What you should do » If a line of the data below holds the string "herb", copy it.

Records for the task »
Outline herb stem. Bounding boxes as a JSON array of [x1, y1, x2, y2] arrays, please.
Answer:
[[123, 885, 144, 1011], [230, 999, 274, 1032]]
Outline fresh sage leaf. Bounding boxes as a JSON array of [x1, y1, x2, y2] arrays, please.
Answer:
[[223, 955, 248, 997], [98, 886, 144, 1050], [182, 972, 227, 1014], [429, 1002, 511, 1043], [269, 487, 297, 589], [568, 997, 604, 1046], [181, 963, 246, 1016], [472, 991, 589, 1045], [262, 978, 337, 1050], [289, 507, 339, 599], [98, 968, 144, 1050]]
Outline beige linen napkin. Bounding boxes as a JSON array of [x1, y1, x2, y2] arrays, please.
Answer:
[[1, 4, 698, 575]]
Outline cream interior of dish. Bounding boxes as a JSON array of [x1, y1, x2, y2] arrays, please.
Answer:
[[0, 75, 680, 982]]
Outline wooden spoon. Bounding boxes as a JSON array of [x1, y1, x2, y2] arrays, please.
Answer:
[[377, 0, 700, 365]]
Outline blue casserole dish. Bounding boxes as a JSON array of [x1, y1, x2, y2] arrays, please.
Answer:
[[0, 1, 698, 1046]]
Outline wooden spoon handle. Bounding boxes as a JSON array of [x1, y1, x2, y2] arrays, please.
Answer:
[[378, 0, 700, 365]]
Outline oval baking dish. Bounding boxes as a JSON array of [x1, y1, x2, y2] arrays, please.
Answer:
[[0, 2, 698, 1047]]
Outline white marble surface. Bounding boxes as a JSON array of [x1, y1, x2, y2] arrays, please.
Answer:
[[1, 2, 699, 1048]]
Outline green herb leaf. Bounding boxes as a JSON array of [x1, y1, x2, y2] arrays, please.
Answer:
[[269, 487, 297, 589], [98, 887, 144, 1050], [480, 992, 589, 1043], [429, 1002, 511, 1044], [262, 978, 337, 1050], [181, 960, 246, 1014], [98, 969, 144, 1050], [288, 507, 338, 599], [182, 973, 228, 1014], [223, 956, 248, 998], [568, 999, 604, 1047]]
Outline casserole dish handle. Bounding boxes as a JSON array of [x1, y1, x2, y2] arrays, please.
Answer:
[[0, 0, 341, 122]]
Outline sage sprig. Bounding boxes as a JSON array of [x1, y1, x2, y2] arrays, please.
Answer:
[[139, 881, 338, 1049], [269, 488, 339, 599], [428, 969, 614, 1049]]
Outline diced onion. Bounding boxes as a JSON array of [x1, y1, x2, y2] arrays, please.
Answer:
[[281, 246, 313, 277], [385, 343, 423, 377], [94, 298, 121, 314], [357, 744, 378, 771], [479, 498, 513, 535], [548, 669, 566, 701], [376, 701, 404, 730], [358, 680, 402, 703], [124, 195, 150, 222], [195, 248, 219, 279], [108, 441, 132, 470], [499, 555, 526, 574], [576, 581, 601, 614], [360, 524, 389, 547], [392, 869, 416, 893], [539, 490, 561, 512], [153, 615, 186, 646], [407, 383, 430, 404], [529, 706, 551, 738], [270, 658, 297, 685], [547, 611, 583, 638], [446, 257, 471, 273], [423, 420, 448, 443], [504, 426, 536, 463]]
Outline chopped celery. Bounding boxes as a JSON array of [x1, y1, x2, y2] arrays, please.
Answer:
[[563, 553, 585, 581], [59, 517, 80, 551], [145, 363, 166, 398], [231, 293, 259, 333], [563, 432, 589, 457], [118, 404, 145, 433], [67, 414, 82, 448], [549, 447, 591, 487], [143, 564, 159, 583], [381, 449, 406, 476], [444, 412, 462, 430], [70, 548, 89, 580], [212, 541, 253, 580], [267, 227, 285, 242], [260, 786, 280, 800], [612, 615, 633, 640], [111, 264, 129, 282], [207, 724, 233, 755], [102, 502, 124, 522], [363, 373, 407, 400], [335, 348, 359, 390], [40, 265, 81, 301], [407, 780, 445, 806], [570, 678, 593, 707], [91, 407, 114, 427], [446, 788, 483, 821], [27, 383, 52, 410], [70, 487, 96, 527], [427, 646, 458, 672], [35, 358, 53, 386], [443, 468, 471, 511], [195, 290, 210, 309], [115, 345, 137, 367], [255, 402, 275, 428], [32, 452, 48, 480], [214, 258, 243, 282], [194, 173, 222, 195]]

==

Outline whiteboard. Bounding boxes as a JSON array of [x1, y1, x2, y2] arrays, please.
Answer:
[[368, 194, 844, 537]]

Answer »
Outline herb stem. Bounding boxes as a JSON array of [x1, y1, x2, y2] arrays, please.
Outline green herb leaf. Bounding boxes as a JSON array of [x1, y1, x2, y2] arrays, please.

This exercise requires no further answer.